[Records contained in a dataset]
= = = = =

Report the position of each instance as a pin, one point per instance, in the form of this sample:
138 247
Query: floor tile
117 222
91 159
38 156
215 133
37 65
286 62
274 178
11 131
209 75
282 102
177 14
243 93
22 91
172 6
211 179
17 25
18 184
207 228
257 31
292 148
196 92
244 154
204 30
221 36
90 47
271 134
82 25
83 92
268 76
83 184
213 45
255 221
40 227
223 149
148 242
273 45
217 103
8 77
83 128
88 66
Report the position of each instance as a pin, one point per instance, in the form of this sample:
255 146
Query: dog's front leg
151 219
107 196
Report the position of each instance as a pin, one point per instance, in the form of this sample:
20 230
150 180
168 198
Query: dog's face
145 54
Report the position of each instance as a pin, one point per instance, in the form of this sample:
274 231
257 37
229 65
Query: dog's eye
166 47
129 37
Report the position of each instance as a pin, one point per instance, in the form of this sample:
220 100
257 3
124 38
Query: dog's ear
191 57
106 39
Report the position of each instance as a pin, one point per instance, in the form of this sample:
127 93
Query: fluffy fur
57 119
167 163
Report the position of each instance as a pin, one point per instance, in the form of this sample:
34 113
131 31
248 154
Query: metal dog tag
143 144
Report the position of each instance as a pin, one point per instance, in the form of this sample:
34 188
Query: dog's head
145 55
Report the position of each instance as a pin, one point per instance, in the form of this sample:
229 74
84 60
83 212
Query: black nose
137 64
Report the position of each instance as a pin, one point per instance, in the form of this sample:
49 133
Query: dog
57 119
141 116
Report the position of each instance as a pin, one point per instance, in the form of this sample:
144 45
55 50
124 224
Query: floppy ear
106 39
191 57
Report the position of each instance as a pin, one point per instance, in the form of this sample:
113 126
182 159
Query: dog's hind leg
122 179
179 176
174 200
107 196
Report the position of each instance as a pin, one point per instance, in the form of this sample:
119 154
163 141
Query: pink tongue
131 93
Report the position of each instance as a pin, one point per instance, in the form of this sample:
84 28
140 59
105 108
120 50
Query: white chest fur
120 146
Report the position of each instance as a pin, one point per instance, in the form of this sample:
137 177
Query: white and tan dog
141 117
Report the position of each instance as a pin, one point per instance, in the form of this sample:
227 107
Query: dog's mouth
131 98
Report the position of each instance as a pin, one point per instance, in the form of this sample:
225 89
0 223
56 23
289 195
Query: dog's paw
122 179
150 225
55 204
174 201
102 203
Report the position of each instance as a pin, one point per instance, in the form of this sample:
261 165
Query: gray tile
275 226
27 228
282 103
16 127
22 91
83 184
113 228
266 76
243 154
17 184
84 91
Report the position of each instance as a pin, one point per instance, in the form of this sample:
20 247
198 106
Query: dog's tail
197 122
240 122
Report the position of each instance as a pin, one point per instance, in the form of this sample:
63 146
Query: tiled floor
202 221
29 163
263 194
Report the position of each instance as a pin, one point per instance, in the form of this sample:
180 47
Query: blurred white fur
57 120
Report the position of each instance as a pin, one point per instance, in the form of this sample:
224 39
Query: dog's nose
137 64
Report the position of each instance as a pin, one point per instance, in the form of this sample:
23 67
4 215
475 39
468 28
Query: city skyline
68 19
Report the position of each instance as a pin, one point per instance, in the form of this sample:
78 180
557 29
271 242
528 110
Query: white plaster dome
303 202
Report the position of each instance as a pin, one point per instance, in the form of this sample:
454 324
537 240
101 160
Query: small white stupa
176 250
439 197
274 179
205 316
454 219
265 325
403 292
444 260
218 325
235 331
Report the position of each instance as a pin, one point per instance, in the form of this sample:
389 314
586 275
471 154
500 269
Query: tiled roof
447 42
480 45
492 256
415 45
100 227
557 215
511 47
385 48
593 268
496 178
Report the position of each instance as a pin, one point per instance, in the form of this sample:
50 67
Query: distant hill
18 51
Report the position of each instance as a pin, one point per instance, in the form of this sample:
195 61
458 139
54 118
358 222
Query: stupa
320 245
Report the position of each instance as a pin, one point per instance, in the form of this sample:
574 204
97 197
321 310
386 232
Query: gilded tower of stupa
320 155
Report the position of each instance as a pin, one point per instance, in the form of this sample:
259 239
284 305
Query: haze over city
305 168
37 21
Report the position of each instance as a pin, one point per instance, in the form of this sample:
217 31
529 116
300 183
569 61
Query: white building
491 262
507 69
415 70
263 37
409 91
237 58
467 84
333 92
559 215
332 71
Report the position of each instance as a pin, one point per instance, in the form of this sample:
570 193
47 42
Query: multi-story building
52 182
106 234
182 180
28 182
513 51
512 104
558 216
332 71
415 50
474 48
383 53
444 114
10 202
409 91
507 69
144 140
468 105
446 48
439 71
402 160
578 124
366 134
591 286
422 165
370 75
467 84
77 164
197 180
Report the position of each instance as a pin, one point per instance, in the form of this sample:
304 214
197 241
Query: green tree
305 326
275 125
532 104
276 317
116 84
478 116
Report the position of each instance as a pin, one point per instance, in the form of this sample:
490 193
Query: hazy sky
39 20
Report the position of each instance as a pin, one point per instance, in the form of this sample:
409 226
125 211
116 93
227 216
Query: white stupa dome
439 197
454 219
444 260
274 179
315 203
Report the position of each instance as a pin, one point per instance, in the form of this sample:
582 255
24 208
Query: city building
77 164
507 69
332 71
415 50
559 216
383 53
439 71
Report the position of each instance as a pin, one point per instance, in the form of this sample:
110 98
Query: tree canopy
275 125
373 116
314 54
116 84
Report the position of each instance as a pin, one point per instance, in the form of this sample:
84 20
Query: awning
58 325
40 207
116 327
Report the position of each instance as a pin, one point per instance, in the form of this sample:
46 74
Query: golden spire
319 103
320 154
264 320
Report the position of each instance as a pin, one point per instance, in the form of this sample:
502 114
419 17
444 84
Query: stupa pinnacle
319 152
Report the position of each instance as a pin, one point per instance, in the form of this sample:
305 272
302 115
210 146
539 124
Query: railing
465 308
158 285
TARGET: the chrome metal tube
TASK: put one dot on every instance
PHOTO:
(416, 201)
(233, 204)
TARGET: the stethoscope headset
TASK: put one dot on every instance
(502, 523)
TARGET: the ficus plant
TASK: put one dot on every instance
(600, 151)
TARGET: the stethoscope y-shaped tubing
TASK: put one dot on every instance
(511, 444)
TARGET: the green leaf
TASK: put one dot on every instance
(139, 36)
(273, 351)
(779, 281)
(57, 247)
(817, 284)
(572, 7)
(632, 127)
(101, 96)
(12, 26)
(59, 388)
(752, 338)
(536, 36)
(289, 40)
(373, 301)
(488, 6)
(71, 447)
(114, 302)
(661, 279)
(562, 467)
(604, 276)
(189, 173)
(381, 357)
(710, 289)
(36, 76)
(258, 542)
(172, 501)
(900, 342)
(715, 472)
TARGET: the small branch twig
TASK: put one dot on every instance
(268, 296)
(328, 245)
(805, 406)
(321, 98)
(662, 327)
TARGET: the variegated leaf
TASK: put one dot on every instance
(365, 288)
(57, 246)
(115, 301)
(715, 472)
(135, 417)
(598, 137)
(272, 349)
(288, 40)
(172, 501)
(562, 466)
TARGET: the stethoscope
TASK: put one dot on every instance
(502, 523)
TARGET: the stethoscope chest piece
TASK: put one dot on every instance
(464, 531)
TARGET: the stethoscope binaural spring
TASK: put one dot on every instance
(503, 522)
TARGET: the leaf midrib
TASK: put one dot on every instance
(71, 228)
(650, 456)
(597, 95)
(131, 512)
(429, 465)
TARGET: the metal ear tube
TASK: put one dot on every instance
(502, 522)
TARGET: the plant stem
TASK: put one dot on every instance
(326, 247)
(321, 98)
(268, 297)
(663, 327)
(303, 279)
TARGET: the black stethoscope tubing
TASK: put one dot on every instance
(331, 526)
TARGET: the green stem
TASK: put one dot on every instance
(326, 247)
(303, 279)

= = = = =

*What to do:*
Search the data and copy each line containing "tubing".

*Result of this task:*
TARGET: the stethoscope y-shaped tubing
TARGET: the black stethoscope tubing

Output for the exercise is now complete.